The Hidden Traps in Decision Making is a handy compendium categorizing the psychological missteps that can lead to flawed thinking and sabotage the best-intended decisions. The culprit is often not incompetence, but instead, heuristics, a process of discovering by intelligent guesswork rather than by evidence from an organized hypothesis. Heuristics ease decision-making by psychologically reducing complexity, often incorrectly simplifying the process. Rule-of-thumb, seat-of-the pants and other predispositions characterize potentially dangerous heuristic thinking.
Several psychological traps that befuddle business decision-makers are elaborated in The Hidden Traps in Decision Making. The anchoring trap is related to the often observed primacy effect, wherein disproportionate consideration is given to early information and initial impressions. The status quo trap, not surprisingly, is a bias towards the current order. In business, the status quo is often the easiest and seemingly less risky path. The confirming evidence trap leads us to seek out evidence that supports our perspective and interpret new information consistent with our biases. The framing trap can lead to different answers to essentially identical questions, depending on how the questions are positioned. The estimating and forecasting traps sometimes manifest in overconfidence in projections, sometimes in overly conservative estimates and other times in overemphasis on the ability to recall inputs to the projections. Alas, all traps play tricks on our decision-making abilities, often leading us unwittingly down a destructive decision path.

Natural-language descriptions of regions:
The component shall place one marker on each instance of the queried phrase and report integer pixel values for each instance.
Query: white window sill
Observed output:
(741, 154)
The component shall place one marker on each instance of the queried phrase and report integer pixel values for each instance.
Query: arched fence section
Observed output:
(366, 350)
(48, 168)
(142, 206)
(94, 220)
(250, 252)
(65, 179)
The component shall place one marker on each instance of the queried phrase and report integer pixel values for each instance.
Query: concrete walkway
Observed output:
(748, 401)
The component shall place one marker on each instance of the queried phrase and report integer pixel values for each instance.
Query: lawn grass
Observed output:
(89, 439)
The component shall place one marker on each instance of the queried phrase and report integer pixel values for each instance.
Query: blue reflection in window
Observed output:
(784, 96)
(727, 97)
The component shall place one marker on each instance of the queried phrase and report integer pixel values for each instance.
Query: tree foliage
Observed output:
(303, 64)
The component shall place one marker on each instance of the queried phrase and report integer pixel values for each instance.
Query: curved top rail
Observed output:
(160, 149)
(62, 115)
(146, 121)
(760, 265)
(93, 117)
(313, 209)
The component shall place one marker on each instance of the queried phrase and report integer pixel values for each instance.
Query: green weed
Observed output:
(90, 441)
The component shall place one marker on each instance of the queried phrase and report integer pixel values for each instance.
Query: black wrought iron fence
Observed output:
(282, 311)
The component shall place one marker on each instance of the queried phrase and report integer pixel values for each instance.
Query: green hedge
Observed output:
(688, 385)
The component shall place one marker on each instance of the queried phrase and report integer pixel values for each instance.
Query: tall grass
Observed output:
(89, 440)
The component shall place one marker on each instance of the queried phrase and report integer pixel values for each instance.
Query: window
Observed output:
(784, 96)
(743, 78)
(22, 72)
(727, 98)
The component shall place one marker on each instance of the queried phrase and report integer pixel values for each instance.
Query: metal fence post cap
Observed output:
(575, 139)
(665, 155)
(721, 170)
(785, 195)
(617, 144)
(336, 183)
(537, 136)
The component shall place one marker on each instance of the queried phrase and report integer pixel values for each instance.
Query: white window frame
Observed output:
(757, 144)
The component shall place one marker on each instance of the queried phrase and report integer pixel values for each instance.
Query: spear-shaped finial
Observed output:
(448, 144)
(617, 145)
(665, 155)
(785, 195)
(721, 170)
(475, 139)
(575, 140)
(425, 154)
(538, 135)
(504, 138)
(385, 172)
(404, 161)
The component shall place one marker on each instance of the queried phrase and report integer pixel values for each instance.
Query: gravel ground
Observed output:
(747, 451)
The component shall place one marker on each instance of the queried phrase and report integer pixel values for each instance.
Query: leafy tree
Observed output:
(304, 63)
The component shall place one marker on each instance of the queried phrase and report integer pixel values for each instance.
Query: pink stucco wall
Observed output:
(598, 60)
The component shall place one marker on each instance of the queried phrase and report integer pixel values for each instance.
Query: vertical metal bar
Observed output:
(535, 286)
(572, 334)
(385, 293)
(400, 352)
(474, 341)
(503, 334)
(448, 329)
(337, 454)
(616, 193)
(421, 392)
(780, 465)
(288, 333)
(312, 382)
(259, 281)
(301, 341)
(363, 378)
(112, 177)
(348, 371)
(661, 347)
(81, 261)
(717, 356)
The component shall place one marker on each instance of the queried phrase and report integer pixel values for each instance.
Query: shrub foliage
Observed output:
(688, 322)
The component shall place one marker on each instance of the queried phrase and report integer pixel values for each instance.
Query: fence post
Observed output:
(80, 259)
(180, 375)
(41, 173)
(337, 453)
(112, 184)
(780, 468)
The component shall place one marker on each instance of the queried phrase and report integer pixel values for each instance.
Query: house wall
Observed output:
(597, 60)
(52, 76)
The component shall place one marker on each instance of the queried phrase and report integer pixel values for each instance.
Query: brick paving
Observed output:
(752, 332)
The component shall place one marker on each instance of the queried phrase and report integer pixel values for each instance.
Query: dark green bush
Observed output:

▶ **Try it**: Quote the entire passage on decision-making traps above, word for word.

▶ **Solution to the exercise**:
The Hidden Traps in Decision Making is a handy compendium categorizing the psychological missteps that can lead to flawed thinking and sabotage the best-intended decisions. The culprit is often not incompetence, but instead, heuristics, a process of discovering by intelligent guesswork rather than by evidence from an organized hypothesis. Heuristics ease decision-making by psychologically reducing complexity, often incorrectly simplifying the process. Rule-of-thumb, seat-of-the pants and other predispositions characterize potentially dangerous heuristic thinking.
Several psychological traps that befuddle business decision-makers are elaborated in The Hidden Traps in Decision Making. The anchoring trap is related to the often observed primacy effect, wherein disproportionate consideration is given to early information and initial impressions. The status quo trap, not surprisingly, is a bias towards the current order. In business, the status quo is often the easiest and seemingly less risky path. The confirming evidence trap leads us to seek out evidence that supports our perspective and interpret new information consistent with our biases. The framing trap can lead to different answers to essentially identical questions, depending on how the questions are positioned. The estimating and forecasting traps sometimes manifest in overconfidence in projections, sometimes in overly conservative estimates and other times in overemphasis on the ability to recall inputs to the projections. Alas, all traps play tricks on our decision-making abilities, often leading us unwittingly down a destructive decision path.